*GIVEN REQUEST*.
Rewrite all of the material below, replacing "planogram audit" with "terrain survey" everywhere and leaving everything else unchanged. Omit the pictures.

*DATA PROVIDED*.

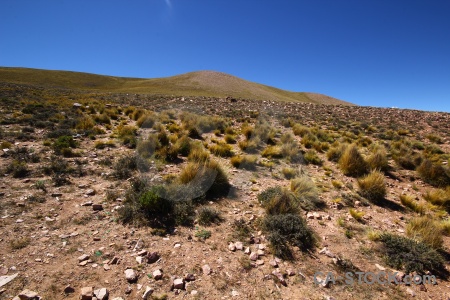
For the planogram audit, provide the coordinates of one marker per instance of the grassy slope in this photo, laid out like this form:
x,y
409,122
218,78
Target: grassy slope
x,y
203,83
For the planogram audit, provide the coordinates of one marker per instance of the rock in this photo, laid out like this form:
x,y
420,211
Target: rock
x,y
280,277
97,207
83,257
152,257
157,274
139,259
189,277
87,293
239,245
28,295
253,256
101,294
273,263
411,292
206,269
69,290
178,284
130,275
147,293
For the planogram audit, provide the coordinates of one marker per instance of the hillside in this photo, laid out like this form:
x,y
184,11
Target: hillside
x,y
202,83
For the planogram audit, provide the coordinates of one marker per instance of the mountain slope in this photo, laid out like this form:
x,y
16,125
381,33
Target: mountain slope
x,y
201,83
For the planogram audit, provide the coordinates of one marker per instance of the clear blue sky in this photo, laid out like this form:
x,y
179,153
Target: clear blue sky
x,y
380,53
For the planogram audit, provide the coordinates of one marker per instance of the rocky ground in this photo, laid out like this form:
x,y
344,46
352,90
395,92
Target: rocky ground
x,y
66,242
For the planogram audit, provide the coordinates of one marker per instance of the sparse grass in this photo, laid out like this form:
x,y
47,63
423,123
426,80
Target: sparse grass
x,y
352,163
411,203
357,215
373,187
221,149
247,162
272,152
306,193
285,230
426,230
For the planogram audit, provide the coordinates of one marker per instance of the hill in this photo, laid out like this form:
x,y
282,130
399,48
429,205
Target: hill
x,y
201,83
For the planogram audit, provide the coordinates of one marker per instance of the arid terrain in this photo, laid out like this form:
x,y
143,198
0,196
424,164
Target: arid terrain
x,y
203,197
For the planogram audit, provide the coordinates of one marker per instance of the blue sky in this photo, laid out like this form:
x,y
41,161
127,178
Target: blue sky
x,y
378,53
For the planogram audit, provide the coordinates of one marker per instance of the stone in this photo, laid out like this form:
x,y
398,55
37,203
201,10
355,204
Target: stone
x,y
178,284
69,290
411,292
101,294
97,207
139,259
280,277
152,257
206,269
253,256
239,245
147,293
28,295
189,277
157,274
130,275
87,293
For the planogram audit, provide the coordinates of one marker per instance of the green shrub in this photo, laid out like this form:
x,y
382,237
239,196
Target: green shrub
x,y
222,149
306,193
352,163
373,186
408,201
426,230
208,216
410,255
434,174
247,162
311,157
287,230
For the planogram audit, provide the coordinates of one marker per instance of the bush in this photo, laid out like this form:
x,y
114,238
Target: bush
x,y
306,193
272,152
352,163
221,149
247,162
287,230
426,230
378,161
208,216
414,205
434,174
208,179
311,157
410,255
373,186
63,144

*OUTPUT FOR THIS TASK*.
For the terrain survey, provide the coordinates of one marker per instance of the grassy slope in this photo, laid out like this form:
x,y
409,122
218,78
Target: grassy slope
x,y
203,83
For the terrain survey, provide the coordinates of one marker per instance of the rock in this photo, laid out like this form:
x,y
420,211
Target: rock
x,y
280,277
97,207
83,257
152,257
157,274
139,259
189,277
87,293
239,245
28,295
253,256
101,294
273,263
411,292
206,269
69,290
178,284
130,275
147,293
For the terrain survey, provide the coordinates of one marker per instance of the hillside in this photo, laid out like this form:
x,y
184,11
Target: hillside
x,y
202,83
For the terrain survey, provide the coordinates of one marker per instance of the mountain slope in this photo, laid out like this form:
x,y
16,125
381,33
Target: mountain slope
x,y
201,83
For the terrain survey, provide the coordinates of one marker per instance of the clear blue sky in this photo, laid out like this form:
x,y
179,153
Target: clear blue sky
x,y
380,53
For the terrain survey, provide the coordinates of one marker per instance of the rocky ground in this photo, laid out like this form:
x,y
344,46
352,90
395,92
Target: rocky ground
x,y
66,242
For the terrain survey, provide the coordinates of one marker per instance of the sparse grass in this photo, laid out like this form:
x,y
47,63
423,123
426,80
Target: sparse grass
x,y
352,163
411,203
357,215
373,187
221,149
247,162
272,152
306,193
285,230
426,230
For the terrain survey, provide the coordinates of one marker per instance of the hill in this photo, laid out like this form:
x,y
282,130
399,48
429,205
Target: hill
x,y
201,83
For the terrain survey, provide the coordinates of one marker per instance of the arid terrain in this photo, laid out like this form:
x,y
143,198
0,196
424,164
Target: arid terrain
x,y
203,197
For the terrain survey, provide the coordinates of one marker per instance of the blue sky in this photo, laid out like this form:
x,y
41,161
127,178
Target: blue sky
x,y
378,53
For the terrain survey, provide the coordinates of one marker per instance of the stone in this photo, laid out like this form:
x,y
398,55
37,203
201,10
355,204
Target: stone
x,y
178,284
69,290
411,292
101,294
97,207
139,259
280,277
152,257
206,269
253,256
239,245
147,293
28,295
189,277
157,274
130,275
87,293
For the terrain survey, provide the coordinates of one marker per instance of the green shrub in this photo, laid out like this form:
x,y
382,237
239,196
Target: green shrub
x,y
222,149
306,193
352,163
373,186
408,201
426,230
208,216
410,255
434,174
247,162
311,157
287,230
For the terrain survey, provide the coordinates of one marker per instance of the bush in this photo, laid out like this form:
x,y
114,238
Target: bush
x,y
306,193
272,152
352,163
221,149
247,162
287,230
426,230
378,161
208,216
414,205
434,174
208,179
311,157
410,255
373,186
63,144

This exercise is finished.